Rewrite the material from the line containing "I need to verify whether any lower" through the line containing "xmin=3 ymin=86 xmax=24 ymax=101", both included, as a Markdown table with the columns "Row" and "Line", skipping any blank lines.
[START Records supplied]
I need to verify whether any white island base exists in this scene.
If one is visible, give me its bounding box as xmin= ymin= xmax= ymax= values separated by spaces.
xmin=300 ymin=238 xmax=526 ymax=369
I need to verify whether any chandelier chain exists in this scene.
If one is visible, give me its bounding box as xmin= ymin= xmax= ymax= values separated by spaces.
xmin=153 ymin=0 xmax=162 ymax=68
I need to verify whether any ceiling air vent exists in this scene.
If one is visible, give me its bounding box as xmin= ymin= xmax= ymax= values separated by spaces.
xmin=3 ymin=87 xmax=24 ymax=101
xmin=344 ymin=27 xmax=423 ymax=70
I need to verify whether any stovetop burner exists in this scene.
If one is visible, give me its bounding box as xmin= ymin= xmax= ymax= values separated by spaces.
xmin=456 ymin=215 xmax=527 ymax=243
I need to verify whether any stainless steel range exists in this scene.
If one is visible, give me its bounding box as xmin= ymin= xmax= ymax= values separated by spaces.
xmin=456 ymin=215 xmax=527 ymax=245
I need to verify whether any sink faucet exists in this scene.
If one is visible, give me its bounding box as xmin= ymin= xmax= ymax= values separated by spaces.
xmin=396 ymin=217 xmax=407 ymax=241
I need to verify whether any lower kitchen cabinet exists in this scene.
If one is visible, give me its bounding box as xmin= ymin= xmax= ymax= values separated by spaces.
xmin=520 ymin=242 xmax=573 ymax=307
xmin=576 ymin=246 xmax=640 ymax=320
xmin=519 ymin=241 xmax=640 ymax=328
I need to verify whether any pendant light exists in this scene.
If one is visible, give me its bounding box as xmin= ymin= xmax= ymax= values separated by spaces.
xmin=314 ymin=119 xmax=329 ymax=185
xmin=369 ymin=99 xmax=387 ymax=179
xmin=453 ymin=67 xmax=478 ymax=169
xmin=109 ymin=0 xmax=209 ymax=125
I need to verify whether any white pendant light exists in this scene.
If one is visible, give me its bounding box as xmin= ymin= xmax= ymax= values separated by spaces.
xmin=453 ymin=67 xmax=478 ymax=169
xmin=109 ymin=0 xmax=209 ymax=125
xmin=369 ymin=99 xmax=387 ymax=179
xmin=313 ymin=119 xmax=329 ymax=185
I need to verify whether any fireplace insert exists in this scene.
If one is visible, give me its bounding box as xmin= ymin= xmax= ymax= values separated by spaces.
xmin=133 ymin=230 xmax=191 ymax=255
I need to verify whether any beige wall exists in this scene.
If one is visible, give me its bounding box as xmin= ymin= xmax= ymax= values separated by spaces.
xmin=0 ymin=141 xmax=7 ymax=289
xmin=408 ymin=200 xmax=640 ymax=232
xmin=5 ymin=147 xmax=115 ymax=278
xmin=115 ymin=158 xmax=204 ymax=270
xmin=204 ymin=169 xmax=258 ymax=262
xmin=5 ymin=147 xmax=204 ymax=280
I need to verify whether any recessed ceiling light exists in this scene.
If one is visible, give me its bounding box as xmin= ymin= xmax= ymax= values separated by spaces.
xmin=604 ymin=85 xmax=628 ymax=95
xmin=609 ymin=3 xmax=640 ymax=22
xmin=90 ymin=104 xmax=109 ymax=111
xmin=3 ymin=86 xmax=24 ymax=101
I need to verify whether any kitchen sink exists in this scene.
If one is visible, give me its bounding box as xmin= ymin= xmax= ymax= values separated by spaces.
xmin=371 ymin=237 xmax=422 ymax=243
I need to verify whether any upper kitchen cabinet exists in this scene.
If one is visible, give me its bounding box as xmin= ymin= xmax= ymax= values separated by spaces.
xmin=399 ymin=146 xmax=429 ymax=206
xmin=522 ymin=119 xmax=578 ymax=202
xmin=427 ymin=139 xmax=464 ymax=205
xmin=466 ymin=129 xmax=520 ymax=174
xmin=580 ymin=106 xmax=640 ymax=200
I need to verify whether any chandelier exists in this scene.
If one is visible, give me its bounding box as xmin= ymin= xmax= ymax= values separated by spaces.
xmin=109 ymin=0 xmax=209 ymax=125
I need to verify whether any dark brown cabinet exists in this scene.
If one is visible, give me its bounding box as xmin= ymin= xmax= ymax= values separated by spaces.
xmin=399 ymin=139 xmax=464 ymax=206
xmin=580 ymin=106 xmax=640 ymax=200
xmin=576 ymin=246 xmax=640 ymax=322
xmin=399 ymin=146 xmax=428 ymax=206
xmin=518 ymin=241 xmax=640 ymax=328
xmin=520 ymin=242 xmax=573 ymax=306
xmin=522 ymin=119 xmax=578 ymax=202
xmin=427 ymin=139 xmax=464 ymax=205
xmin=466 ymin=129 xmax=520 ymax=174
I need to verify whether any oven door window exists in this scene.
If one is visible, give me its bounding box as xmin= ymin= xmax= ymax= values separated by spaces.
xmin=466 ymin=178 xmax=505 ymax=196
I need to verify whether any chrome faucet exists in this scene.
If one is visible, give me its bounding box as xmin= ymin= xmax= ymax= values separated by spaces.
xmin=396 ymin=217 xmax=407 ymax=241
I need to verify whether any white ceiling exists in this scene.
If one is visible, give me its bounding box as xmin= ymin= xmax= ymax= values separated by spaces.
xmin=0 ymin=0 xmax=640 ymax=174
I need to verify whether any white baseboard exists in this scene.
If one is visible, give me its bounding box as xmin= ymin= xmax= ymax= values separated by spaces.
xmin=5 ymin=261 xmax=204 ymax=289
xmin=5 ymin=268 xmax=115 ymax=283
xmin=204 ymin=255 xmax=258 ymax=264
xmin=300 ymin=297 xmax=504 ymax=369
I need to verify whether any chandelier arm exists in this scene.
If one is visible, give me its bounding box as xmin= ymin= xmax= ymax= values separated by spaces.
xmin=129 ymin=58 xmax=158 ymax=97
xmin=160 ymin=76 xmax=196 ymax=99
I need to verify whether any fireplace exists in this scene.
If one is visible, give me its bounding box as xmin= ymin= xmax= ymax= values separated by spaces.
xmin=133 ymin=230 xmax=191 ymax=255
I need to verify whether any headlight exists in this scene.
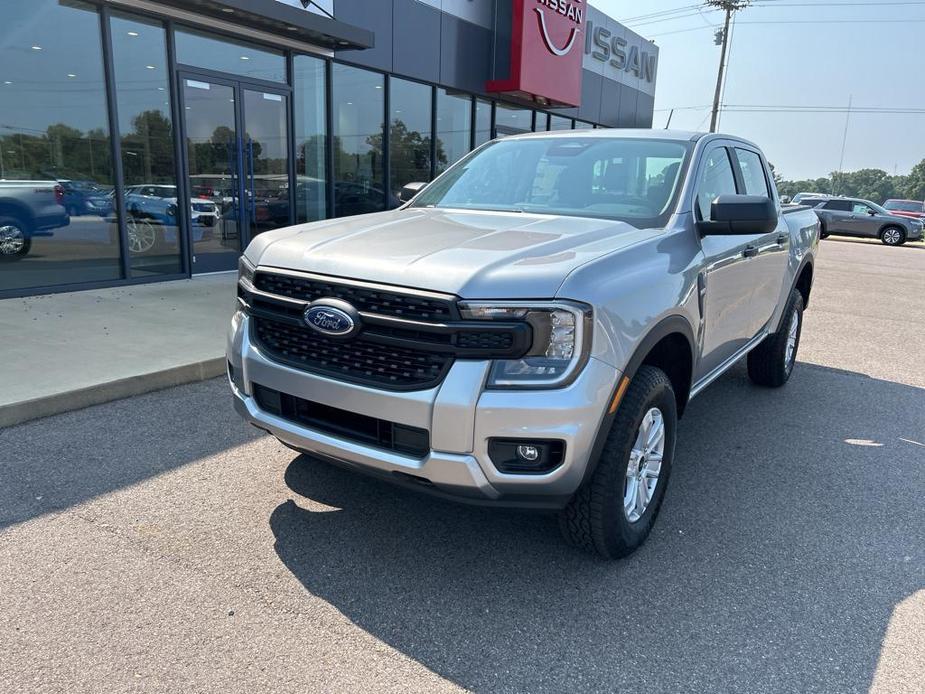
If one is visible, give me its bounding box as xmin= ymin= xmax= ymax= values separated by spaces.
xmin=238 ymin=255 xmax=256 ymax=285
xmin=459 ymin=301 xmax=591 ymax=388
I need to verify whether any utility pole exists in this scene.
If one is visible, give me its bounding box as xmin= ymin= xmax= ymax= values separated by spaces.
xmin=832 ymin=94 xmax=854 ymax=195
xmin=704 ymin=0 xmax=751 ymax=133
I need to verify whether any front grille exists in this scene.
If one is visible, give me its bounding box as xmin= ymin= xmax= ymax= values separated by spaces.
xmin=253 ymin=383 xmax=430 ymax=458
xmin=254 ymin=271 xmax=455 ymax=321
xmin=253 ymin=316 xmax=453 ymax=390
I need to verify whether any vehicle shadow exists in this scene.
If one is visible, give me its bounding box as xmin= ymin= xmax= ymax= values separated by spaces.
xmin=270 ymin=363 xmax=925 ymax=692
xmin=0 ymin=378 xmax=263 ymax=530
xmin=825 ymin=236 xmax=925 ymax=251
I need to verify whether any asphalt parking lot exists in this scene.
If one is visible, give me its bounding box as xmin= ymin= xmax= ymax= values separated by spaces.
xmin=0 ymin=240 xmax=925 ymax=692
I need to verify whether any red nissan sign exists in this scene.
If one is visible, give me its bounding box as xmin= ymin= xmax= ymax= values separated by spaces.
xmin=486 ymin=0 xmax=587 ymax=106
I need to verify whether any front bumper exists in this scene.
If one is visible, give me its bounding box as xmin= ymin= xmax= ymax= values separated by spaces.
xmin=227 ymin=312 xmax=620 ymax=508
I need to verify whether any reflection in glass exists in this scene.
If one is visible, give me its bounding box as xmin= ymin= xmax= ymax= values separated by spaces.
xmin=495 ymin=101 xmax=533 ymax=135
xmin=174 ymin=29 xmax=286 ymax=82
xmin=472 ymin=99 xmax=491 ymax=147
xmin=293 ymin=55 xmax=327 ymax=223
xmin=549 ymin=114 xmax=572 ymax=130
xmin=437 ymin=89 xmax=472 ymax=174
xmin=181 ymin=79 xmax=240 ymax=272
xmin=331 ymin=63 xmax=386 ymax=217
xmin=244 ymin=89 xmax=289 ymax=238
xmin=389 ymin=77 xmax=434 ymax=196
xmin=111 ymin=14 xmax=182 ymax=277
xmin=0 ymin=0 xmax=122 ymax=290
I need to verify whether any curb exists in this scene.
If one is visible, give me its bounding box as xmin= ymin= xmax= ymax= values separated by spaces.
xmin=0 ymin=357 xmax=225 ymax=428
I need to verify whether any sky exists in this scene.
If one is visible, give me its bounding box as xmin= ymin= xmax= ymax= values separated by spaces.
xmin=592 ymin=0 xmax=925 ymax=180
[END Records supplied]
[START Records supplied]
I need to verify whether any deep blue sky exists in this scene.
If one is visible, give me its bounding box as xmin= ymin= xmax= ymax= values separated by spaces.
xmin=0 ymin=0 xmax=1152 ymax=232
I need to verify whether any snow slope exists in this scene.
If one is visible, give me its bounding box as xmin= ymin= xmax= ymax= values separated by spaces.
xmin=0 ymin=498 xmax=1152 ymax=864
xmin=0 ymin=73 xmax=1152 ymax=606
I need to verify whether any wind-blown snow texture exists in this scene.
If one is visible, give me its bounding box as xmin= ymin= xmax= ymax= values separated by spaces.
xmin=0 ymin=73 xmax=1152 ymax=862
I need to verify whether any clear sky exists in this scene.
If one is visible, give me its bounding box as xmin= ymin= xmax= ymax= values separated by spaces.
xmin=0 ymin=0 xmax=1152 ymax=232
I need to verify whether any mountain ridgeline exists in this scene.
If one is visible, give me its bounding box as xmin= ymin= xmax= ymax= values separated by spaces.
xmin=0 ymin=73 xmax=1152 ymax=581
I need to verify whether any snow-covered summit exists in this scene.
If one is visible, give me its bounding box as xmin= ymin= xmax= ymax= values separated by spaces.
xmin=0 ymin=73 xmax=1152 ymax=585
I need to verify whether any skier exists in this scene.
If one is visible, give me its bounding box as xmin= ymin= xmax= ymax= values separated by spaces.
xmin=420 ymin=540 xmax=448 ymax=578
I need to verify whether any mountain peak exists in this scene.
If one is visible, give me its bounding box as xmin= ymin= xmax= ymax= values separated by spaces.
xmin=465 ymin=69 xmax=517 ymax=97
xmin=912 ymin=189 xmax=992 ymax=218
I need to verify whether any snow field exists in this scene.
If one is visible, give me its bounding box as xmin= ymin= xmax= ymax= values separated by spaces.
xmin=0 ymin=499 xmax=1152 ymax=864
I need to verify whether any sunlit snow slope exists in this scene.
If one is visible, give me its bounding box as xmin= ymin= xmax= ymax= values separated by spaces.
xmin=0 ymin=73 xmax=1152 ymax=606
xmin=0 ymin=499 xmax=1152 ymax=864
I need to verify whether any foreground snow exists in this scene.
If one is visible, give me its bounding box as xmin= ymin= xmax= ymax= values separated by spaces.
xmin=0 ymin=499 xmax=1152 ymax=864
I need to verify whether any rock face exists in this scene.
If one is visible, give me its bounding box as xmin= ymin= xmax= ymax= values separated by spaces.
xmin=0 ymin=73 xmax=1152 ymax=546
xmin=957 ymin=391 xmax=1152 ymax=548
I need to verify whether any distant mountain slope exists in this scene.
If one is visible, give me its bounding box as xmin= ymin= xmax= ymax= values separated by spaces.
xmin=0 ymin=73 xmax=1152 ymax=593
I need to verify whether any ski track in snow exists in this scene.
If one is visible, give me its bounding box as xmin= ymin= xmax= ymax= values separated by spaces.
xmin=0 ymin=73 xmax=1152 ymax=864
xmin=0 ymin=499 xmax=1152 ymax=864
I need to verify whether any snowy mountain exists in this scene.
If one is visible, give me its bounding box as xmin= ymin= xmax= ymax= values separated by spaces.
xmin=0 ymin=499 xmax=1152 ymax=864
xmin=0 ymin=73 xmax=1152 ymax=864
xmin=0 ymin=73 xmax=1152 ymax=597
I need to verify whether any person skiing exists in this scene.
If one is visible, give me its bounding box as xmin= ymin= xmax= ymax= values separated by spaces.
[END Records supplied]
**Solution to the exercise:**
| Row | Line |
|---|---|
| 1 | I need to verify whether any lower kitchen cabinet exists in this scene. |
| 2 | If one is visible, give me its bounding box as xmin= ymin= xmax= ymax= values separated by spaces. |
| 3 | xmin=520 ymin=242 xmax=573 ymax=307 |
| 4 | xmin=576 ymin=246 xmax=640 ymax=320 |
| 5 | xmin=519 ymin=241 xmax=640 ymax=328 |
| 6 | I need to verify whether any pendant light exists in this scene. |
| 7 | If one is visible, give me its bounding box as xmin= ymin= xmax= ymax= values separated by spaces. |
| 8 | xmin=314 ymin=119 xmax=329 ymax=185 |
| 9 | xmin=369 ymin=99 xmax=387 ymax=179 |
| 10 | xmin=453 ymin=67 xmax=478 ymax=169 |
| 11 | xmin=109 ymin=0 xmax=209 ymax=125 |
| 12 | I need to verify whether any white pendant light exists in this scene. |
| 13 | If one is visible, give me its bounding box as xmin= ymin= xmax= ymax= values separated by spaces. |
| 14 | xmin=453 ymin=67 xmax=478 ymax=169 |
| 15 | xmin=109 ymin=0 xmax=209 ymax=125 |
| 16 | xmin=369 ymin=99 xmax=387 ymax=179 |
| 17 | xmin=313 ymin=119 xmax=329 ymax=185 |
| 18 | I need to verify whether any fireplace insert exists in this scene. |
| 19 | If one is visible, give me its bounding box as xmin= ymin= xmax= ymax= values separated by spaces. |
| 20 | xmin=133 ymin=230 xmax=191 ymax=255 |
| 21 | I need to verify whether any beige wall exists in this scene. |
| 22 | If one is visible, give me its bounding box as xmin= ymin= xmax= ymax= values separated by spaces. |
| 23 | xmin=0 ymin=141 xmax=7 ymax=289 |
| 24 | xmin=408 ymin=200 xmax=640 ymax=232 |
| 25 | xmin=5 ymin=147 xmax=115 ymax=278 |
| 26 | xmin=115 ymin=158 xmax=204 ymax=270 |
| 27 | xmin=204 ymin=169 xmax=258 ymax=262 |
| 28 | xmin=5 ymin=147 xmax=204 ymax=280 |
| 29 | I need to verify whether any recessed ceiling light exists in this scene. |
| 30 | If one is visible, give me its bounding box as xmin= ymin= xmax= ymax= values separated by spaces. |
| 31 | xmin=604 ymin=85 xmax=628 ymax=95 |
| 32 | xmin=609 ymin=3 xmax=640 ymax=22 |
| 33 | xmin=90 ymin=104 xmax=109 ymax=111 |
| 34 | xmin=3 ymin=86 xmax=24 ymax=101 |